- **EXERCISE TASK**: Copy out the items below, changing every "lesson" to "exercise" and keeping everything else the same.

--- begin ---

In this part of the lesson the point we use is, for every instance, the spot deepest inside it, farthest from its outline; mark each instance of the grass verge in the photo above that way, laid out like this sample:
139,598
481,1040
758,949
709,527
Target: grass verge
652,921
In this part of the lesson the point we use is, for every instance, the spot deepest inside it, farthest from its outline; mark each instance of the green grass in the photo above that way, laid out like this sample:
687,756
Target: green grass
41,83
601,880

--- end ---

- **OUTPUT**:
In this part of the exercise the point we use is, for every instance, the spot deepest inside it, farthest from its outline; mark each instance of the grass verge in the photo above that way, laid out like this sample:
139,598
481,1040
758,949
709,527
Target: grass verge
652,921
In this part of the exercise the point we use is, for every instance, the spot deepest inside it, farthest from its outline; mark each instance of the green grass in the photo above that way, laid out like this sample:
687,756
Target: green grass
41,83
601,880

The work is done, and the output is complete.